Copy the lines of the material from the line that contains "For each instance of the carved mustache" through the end of the material, substituting "largest" for every "biggest" and changing nothing else.

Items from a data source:
## Start

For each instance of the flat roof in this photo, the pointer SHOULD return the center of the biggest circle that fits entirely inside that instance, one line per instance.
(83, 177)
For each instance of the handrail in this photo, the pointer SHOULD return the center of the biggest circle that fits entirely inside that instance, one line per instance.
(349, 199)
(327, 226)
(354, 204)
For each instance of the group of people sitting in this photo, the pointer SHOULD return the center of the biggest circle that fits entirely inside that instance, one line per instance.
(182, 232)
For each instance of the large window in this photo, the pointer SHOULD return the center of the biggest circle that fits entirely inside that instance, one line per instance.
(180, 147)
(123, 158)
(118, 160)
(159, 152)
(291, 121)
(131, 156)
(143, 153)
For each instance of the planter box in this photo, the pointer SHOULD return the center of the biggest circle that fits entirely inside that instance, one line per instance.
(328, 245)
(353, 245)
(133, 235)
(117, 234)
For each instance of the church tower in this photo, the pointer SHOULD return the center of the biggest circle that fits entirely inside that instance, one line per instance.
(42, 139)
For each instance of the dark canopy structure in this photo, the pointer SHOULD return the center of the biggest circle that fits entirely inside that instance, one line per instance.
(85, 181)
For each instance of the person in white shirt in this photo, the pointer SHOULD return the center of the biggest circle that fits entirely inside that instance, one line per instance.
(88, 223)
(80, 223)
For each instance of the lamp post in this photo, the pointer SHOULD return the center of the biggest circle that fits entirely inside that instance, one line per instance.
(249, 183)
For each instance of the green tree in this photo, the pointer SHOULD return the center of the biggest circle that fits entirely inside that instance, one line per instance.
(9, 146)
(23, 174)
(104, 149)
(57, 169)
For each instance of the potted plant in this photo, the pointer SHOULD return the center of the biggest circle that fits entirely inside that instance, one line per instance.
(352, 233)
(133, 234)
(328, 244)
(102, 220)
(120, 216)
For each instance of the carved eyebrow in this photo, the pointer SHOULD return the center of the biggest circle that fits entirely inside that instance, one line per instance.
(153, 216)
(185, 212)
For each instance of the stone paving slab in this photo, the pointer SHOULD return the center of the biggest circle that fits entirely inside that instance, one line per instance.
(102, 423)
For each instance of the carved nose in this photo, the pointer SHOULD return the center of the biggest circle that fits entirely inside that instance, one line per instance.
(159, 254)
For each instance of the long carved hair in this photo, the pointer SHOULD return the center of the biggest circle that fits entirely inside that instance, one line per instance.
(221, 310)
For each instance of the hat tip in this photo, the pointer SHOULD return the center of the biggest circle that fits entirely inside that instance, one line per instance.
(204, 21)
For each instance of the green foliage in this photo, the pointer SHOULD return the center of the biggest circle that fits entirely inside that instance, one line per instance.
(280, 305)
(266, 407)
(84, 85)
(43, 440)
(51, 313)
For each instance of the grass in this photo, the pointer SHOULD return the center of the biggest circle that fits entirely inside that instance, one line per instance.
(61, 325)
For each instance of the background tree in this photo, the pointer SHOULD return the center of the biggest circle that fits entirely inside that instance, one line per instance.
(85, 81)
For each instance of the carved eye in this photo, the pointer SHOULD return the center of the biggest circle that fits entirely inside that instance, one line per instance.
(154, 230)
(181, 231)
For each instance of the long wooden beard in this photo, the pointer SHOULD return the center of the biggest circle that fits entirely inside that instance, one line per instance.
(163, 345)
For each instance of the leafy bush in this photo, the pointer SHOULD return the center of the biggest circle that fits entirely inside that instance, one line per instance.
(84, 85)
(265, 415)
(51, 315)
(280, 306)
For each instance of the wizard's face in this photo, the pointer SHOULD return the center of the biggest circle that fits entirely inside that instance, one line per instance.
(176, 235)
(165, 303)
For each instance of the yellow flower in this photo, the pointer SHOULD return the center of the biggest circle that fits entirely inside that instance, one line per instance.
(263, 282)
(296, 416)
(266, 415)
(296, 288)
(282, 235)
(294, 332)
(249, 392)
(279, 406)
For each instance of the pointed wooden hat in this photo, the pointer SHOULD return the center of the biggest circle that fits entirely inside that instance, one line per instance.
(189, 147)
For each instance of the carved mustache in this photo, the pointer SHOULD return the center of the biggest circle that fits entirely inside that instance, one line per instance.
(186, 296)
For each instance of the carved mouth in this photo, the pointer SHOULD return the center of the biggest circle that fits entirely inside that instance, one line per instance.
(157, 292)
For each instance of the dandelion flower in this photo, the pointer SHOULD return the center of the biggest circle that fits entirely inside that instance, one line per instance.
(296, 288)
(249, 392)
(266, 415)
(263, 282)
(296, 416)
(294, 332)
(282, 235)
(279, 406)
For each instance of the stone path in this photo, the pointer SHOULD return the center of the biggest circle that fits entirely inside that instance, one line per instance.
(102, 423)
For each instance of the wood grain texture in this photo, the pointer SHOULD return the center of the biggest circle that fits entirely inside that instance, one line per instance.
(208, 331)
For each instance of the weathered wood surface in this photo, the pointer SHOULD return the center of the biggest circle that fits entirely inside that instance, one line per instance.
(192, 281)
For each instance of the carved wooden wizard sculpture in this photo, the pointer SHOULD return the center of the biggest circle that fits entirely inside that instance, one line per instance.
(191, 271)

## End

(FULL SOLUTION)
For each instance of the carved mustache in this photo, the pointer SHOULD return the center of the largest circle that fits entirely inside that instance, one line per instance.
(186, 296)
For each instance of the carved mouth in this photo, the pointer SHOULD return the center of the largest circle that fits entirely inside that instance, one line per instance.
(157, 292)
For each instance of the dandelion flower in this photo, the pointer SHOULD return the center of the largest circle that fits entirely inside that instance, one line per instance.
(296, 288)
(249, 392)
(266, 415)
(263, 282)
(296, 416)
(294, 332)
(282, 235)
(279, 406)
For each instance of the stone path in this photo, the pointer SHOULD return the center of the largest circle that fits entirely inside that instance, one line per instance.
(102, 423)
For each instance of the wood grain texture in this photo, the pointer SHOULD return the center of the largest circle that fits entirely inside that instance, one line per instance.
(208, 331)
For each instance of the weathered wood surface in this photo, the pointer SHOULD return the center of the largest circle that fits entirely inside that instance, one line per instance.
(192, 281)
For each instance of the carved wooden wizard sculpture in this photo, the pointer SHOULD return the center of the largest circle that fits entirely inside that instance, one line per instance.
(191, 271)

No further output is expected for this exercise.